*** RECORDS PROVIDED ***

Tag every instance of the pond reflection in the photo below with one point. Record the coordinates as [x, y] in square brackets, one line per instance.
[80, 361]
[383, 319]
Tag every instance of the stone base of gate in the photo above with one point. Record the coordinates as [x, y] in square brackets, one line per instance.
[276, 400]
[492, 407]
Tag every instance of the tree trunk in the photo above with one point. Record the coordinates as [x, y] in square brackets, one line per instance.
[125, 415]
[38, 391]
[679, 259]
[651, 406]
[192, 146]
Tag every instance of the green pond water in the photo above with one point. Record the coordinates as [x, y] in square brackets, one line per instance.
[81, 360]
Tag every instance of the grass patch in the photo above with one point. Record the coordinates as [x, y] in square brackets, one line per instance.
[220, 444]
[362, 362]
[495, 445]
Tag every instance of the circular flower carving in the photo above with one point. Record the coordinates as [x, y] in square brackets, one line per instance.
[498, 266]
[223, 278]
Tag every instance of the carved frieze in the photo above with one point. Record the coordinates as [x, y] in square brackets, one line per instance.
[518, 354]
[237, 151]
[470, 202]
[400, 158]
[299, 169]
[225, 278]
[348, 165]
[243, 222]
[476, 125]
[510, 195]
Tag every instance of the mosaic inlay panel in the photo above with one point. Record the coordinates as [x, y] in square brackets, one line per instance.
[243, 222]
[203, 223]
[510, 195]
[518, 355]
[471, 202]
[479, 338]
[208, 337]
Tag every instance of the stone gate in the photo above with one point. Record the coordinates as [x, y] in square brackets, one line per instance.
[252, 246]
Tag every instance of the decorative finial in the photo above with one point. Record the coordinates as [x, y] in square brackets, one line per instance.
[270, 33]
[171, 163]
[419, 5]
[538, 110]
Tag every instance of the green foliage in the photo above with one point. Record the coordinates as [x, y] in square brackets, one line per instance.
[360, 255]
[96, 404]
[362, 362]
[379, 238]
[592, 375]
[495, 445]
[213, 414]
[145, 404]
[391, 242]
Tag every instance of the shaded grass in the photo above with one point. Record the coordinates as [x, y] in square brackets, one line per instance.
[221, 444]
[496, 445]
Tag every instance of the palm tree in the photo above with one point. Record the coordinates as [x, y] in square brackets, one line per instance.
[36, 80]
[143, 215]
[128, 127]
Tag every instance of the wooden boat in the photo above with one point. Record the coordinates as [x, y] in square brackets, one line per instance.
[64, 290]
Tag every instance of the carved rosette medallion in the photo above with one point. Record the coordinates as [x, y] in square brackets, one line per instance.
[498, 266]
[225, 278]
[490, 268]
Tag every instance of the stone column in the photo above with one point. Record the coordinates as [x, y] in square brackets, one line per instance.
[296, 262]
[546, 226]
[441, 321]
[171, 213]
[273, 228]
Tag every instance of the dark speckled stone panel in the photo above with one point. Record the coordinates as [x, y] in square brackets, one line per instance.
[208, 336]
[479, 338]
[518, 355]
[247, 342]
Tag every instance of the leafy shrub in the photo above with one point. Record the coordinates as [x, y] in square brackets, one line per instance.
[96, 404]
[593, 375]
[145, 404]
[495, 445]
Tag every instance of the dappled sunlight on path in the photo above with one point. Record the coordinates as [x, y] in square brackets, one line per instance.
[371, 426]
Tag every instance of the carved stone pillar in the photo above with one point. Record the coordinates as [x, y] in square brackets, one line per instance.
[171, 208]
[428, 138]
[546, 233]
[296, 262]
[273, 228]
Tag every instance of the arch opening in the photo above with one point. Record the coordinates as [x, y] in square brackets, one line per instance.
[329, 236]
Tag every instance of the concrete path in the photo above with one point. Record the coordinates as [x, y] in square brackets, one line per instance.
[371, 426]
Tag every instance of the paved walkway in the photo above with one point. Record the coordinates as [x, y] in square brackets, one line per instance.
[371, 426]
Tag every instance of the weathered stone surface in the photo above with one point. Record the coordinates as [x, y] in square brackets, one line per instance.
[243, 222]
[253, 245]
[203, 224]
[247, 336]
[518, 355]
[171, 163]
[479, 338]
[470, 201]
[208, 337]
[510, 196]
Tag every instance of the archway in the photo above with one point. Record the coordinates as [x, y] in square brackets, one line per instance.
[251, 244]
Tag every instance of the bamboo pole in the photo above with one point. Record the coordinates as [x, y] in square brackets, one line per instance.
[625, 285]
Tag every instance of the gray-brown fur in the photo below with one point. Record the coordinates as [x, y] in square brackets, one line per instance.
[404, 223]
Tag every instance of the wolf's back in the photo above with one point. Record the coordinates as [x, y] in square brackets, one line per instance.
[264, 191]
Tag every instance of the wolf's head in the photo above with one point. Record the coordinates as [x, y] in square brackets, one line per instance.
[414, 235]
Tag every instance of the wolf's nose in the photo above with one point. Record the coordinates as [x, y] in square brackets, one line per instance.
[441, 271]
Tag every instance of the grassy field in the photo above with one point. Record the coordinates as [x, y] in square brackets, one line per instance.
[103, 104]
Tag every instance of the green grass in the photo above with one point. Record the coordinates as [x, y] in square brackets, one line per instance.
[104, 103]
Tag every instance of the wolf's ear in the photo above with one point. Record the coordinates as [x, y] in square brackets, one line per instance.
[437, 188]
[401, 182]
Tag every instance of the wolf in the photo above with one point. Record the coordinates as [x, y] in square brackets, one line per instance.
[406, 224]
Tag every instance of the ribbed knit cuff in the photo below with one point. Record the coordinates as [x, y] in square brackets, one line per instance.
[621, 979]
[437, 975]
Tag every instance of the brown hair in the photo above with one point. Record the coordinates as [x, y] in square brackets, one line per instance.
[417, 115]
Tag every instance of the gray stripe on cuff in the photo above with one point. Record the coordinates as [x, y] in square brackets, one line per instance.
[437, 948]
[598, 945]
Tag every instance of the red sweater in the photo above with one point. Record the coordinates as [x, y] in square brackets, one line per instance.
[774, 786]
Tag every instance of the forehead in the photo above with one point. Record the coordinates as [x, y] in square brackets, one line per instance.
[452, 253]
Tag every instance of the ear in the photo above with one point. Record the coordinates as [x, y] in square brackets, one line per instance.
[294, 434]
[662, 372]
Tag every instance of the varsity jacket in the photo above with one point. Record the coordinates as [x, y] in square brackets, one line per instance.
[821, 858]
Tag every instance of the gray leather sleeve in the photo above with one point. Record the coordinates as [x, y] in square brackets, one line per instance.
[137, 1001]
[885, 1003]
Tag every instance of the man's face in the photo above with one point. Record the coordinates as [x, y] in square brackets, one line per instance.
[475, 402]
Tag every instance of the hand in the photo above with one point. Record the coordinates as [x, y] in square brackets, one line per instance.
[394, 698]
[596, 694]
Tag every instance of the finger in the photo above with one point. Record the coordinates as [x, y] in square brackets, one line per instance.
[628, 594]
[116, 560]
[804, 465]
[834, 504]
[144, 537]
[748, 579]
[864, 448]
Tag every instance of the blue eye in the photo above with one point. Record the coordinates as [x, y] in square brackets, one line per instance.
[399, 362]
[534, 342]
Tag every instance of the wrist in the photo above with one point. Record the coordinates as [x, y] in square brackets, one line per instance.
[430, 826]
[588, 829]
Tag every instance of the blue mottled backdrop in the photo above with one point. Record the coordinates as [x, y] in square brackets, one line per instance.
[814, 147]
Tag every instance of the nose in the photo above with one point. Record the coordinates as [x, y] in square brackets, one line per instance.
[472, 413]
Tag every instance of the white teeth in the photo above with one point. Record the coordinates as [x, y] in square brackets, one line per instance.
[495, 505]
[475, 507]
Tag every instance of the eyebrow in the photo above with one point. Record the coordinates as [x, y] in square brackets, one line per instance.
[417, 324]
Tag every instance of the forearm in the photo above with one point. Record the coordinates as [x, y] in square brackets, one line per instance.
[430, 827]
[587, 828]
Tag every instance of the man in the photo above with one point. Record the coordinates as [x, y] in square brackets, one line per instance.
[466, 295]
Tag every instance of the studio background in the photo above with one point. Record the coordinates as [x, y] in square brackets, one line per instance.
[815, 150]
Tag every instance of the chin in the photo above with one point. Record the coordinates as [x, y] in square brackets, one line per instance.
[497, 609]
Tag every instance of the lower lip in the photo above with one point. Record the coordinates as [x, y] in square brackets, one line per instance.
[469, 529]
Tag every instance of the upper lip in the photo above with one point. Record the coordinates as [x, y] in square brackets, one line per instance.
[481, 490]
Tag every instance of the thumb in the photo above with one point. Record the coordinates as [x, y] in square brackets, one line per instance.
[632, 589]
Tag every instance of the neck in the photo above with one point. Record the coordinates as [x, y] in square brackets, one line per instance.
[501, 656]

***

WORK REQUIRED: Word for word, copy the line containing "Tag every instance of the lower" and each line after it to the end of the records, and nothing besides.

FINISHED EXERCISE:
Tag every instance of the lower lip in the photo above with one point. Record the coordinates as [x, y] in square brackets, one line per instance.
[469, 529]
Tag every instance of the upper lip in the photo above with one point. Record the coordinates as [x, y] in square brackets, one line per instance.
[481, 490]
Tag every instance of the thumb in the photo above with one point. Record the coordinates as [x, y] in square brackets, one line per instance.
[632, 589]
Tag every instance of the neck in the photo above with one point. Record the coordinates as [x, y] in square brackets, one line per instance.
[501, 656]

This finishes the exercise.